Stored items from a collection
________________________

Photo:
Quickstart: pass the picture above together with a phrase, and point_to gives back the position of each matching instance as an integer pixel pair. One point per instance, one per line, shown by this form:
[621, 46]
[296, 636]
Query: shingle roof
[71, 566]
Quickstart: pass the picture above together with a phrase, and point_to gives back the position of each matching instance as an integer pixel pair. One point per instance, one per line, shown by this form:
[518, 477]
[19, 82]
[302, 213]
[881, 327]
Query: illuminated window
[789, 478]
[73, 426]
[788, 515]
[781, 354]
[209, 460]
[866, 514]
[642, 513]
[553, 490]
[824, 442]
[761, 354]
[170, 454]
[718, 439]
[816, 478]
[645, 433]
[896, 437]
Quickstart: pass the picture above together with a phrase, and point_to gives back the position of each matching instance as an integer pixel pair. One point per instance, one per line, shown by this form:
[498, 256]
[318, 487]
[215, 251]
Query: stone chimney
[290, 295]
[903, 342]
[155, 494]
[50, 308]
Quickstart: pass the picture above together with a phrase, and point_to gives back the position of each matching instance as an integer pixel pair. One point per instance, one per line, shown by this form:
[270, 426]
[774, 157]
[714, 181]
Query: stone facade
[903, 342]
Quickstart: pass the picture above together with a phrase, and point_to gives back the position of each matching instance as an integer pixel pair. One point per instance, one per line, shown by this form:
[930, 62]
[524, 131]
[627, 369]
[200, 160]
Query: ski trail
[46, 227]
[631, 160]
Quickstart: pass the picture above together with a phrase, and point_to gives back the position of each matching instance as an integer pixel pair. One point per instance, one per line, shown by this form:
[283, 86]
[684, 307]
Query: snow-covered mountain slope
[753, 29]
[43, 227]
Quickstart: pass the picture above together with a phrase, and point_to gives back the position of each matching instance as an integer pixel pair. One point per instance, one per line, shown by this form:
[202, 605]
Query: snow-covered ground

________________________

__AIM OF THE TASK__: Please transcribe every entry above exactly as it appears.

__PROBLEM SOLUTION__:
Photo:
Quickstart: pass the picture above together with a phrase, and point_to gives back the position of each matching instance as an integer pixel pair. One point per instance, one per line, shown by this form:
[621, 46]
[296, 636]
Query: shingle roof
[71, 566]
Quickstart: pass the picture above together with a phrase, and point_to gives back the position of each matching instance as an integer pixel pair. One point per instance, one per line, shown by this form:
[518, 477]
[19, 82]
[302, 213]
[881, 327]
Query: illuminated window
[789, 478]
[73, 426]
[788, 515]
[781, 354]
[209, 460]
[866, 514]
[642, 513]
[553, 490]
[824, 442]
[761, 354]
[170, 454]
[718, 439]
[816, 478]
[645, 433]
[896, 437]
Quickstart: pass the picture above together with a phrase, and point_to gives back the position of each matching instance as an integer pixel pair. One point per instance, one per line, shown by this form:
[498, 256]
[318, 487]
[215, 251]
Query: stone chimney
[290, 295]
[903, 342]
[155, 494]
[50, 308]
Quickstart: pass the picture above together with a phrase, and point_to gives back the position of each matching instance as an integer pixel pair. One point per instance, one per line, shown by this form:
[270, 426]
[774, 157]
[714, 181]
Query: stone facade
[903, 342]
Quickstart: pass the picture above together with a phrase, and point_to gives back the position of each matching instance as an integer pixel pair. One point per instance, one per line, shown by this form:
[930, 62]
[524, 131]
[627, 369]
[200, 160]
Query: ski trail
[46, 227]
[631, 160]
Quickstart: pass the picture above together with a phrase, and point_to gives back the position of each matching instance as an integer pixel pair. One point per instance, one per line, shown by this form:
[283, 86]
[684, 307]
Query: snow-covered mountain slope
[753, 29]
[43, 227]
Quickstart: pass the picture above together with a phrase, and point_to gives back the position of each matching instance as an integer pixel pair. One point per instance, one per line, shown by this form:
[202, 605]
Query: snow-covered ground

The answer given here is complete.